## What is needed
An answer that reproduces all the entries exactly is what is needed.

## Data
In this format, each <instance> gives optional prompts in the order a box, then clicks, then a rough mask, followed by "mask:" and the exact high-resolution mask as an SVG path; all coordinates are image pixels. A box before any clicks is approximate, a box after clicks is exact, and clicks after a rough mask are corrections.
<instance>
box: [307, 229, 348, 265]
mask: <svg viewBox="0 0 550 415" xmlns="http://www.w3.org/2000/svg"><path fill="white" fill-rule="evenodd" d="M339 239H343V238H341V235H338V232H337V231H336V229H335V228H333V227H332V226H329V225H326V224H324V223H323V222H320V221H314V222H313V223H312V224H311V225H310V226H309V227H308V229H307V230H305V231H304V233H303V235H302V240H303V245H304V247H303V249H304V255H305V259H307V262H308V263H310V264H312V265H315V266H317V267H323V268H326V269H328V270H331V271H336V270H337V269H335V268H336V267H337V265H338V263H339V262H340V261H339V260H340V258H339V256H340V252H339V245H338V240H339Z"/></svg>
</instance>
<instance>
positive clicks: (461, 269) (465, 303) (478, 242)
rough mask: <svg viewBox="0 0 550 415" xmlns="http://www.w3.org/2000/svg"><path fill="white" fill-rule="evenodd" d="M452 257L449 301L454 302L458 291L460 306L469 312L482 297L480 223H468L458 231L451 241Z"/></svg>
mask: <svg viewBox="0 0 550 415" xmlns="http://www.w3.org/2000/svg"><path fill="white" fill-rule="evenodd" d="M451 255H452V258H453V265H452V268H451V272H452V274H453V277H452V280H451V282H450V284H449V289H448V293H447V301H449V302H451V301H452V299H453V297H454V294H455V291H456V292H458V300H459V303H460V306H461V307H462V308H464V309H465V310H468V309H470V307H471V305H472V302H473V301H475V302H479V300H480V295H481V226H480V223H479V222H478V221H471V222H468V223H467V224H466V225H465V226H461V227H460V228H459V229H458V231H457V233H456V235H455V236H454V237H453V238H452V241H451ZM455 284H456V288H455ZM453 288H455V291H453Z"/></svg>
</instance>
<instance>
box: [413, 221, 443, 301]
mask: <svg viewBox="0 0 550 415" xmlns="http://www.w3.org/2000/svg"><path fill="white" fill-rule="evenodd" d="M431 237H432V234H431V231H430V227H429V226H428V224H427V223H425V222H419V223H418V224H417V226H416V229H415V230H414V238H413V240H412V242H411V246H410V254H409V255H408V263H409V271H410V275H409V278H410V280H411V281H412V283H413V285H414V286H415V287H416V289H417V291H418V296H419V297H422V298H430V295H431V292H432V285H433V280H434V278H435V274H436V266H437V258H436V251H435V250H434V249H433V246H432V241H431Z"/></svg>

## Task result
In this format, each <instance> gives optional prompts in the order a box, then clicks, then a rough mask, followed by "mask:" and the exact high-resolution mask as an SVG path; all coordinates are image pixels. A box before any clicks is approximate, a box after clicks is exact, and clicks after a rough mask are corrections.
<instance>
box: [307, 229, 348, 265]
mask: <svg viewBox="0 0 550 415" xmlns="http://www.w3.org/2000/svg"><path fill="white" fill-rule="evenodd" d="M339 239H343V238H341V235H338V232H337V231H336V229H335V228H333V227H332V226H329V225H326V224H324V223H323V222H320V221H314V222H313V223H312V224H311V225H310V226H309V227H308V229H307V230H305V231H304V233H303V235H302V240H303V245H304V247H303V249H304V255H305V259H307V262H308V263H310V264H312V265H315V266H317V267H323V268H326V269H328V270H331V271H336V270H337V269H335V268H336V267H337V265H338V263H339V262H340V261H339V260H340V258H339V256H340V252H339V245H338V240H339Z"/></svg>
</instance>
<instance>
positive clicks: (461, 269) (465, 303) (478, 242)
rough mask: <svg viewBox="0 0 550 415" xmlns="http://www.w3.org/2000/svg"><path fill="white" fill-rule="evenodd" d="M452 257L449 301L454 302L458 291L460 306L469 312L482 297L480 223H468L458 231L451 241Z"/></svg>
mask: <svg viewBox="0 0 550 415" xmlns="http://www.w3.org/2000/svg"><path fill="white" fill-rule="evenodd" d="M451 255H452V258H453V265H452V268H451V272H452V274H453V277H452V280H451V282H450V284H449V289H448V293H447V301H449V302H451V301H452V299H453V297H454V294H455V291H456V292H458V300H459V303H460V306H461V307H462V308H464V309H465V310H468V309H470V307H471V305H472V302H473V301H475V302H479V300H480V295H481V226H480V223H479V222H478V221H471V222H468V223H467V224H466V225H465V226H461V227H460V228H459V229H458V231H457V233H456V235H455V236H454V237H453V238H452V241H451ZM455 284H456V288H455ZM453 288H455V291H453Z"/></svg>
</instance>
<instance>
box: [413, 221, 443, 301]
mask: <svg viewBox="0 0 550 415" xmlns="http://www.w3.org/2000/svg"><path fill="white" fill-rule="evenodd" d="M431 237H432V234H431V231H430V227H429V226H428V224H427V223H425V222H419V223H418V224H417V226H416V229H415V230H414V238H413V240H412V242H411V246H410V254H409V255H408V263H409V271H410V275H409V278H410V280H411V281H412V283H413V285H414V286H415V287H416V289H417V291H418V296H419V297H422V298H430V295H431V292H432V285H433V280H434V278H435V274H436V266H437V258H436V251H435V250H434V249H433V246H432V241H431Z"/></svg>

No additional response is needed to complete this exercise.